▶ _The problem_
How many of the lines in the data contain "from"? Give only the number.

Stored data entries

⟨

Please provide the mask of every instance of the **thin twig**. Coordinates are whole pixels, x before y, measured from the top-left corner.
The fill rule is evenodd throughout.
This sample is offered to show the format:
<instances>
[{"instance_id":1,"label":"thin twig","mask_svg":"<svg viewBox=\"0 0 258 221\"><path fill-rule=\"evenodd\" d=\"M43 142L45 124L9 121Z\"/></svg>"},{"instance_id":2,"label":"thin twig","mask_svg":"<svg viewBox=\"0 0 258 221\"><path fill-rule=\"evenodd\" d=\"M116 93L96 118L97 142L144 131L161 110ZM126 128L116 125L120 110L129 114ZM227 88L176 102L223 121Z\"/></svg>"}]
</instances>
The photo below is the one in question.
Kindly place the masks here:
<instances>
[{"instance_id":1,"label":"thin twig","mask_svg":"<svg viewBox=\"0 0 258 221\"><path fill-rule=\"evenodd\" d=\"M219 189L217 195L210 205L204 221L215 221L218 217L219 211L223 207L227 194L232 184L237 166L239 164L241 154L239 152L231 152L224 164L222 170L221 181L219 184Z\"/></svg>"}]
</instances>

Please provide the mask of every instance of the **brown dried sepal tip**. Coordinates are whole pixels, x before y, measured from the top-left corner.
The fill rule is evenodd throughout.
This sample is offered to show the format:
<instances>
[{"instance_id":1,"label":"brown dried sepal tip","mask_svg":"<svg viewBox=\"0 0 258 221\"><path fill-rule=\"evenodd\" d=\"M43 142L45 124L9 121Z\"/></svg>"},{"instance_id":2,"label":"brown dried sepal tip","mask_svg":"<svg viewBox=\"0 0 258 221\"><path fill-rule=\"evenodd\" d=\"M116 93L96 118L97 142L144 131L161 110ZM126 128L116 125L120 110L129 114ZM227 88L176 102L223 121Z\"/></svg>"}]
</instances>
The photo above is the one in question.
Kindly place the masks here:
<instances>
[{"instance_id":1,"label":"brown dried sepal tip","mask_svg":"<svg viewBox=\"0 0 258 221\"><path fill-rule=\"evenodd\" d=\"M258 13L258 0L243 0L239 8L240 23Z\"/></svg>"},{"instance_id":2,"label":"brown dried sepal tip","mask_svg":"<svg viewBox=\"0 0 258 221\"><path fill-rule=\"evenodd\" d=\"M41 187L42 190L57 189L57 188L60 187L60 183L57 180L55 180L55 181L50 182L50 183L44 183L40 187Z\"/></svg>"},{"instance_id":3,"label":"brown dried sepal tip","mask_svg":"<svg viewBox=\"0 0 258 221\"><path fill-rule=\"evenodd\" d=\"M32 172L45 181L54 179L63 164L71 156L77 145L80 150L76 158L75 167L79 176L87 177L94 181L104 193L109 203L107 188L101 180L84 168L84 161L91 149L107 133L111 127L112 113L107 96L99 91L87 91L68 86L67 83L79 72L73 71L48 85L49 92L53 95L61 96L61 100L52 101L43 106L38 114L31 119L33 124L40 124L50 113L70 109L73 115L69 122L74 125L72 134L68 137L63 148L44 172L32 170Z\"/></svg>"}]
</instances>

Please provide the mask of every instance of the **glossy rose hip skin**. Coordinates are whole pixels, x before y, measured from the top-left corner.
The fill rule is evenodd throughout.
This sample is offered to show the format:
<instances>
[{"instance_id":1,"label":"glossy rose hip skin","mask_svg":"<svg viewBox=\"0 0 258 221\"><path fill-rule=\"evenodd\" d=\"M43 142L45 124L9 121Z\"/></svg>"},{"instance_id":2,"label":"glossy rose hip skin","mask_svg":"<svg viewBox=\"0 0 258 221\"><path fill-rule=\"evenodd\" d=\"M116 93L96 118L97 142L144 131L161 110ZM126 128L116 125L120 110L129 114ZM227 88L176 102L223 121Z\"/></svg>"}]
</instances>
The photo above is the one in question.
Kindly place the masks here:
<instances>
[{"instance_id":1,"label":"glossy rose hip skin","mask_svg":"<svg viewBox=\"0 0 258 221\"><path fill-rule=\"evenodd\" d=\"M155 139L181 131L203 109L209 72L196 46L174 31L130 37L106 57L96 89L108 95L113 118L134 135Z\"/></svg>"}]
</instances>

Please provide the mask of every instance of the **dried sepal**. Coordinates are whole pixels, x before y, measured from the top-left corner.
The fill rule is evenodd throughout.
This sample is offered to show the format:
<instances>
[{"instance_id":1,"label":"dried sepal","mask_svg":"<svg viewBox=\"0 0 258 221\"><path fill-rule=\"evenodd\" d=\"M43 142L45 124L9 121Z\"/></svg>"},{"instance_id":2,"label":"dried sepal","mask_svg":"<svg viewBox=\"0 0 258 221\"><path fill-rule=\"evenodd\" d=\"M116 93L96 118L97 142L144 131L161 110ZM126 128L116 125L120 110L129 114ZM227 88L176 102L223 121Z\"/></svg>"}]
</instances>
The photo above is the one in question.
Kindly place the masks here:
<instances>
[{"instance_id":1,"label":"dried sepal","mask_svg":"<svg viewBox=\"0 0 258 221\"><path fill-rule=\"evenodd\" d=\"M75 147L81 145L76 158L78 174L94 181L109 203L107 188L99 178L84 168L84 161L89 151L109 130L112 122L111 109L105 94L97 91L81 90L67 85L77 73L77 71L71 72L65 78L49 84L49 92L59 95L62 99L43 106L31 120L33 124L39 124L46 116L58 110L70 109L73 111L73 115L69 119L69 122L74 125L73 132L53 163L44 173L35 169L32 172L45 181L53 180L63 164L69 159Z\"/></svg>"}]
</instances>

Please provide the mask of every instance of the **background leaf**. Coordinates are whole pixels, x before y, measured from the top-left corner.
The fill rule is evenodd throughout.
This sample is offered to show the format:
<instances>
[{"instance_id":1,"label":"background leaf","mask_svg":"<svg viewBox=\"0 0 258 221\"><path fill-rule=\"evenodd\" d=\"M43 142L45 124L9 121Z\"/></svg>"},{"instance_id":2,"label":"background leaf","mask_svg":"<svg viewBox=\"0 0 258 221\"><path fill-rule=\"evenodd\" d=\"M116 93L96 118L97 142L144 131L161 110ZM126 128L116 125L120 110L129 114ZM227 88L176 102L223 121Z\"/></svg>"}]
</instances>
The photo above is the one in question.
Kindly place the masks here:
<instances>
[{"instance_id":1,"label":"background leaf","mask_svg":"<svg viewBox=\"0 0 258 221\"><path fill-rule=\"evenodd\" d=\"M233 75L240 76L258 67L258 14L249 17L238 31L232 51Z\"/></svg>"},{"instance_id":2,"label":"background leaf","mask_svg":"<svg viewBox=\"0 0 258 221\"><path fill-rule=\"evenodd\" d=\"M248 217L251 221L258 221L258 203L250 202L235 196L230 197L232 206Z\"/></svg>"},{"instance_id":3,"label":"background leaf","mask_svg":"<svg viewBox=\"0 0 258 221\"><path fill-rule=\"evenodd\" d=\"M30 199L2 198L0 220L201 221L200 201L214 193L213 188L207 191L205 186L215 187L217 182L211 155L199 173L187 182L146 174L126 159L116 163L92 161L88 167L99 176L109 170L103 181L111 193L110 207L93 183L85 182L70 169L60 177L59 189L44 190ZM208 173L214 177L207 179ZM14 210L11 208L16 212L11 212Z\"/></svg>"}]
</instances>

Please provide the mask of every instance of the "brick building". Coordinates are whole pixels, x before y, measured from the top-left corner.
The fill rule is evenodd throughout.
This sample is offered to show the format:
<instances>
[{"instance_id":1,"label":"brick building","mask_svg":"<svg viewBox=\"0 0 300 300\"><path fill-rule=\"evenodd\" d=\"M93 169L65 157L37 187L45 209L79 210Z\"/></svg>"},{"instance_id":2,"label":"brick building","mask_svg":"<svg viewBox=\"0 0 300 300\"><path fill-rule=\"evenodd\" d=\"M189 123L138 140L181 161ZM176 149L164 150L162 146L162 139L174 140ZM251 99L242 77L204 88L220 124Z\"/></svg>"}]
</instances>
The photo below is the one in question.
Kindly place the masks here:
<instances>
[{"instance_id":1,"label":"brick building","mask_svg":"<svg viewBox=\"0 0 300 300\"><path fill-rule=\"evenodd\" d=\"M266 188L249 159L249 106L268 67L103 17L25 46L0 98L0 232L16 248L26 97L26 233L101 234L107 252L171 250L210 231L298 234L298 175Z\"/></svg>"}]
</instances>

⟩

▶ _Answer box_
6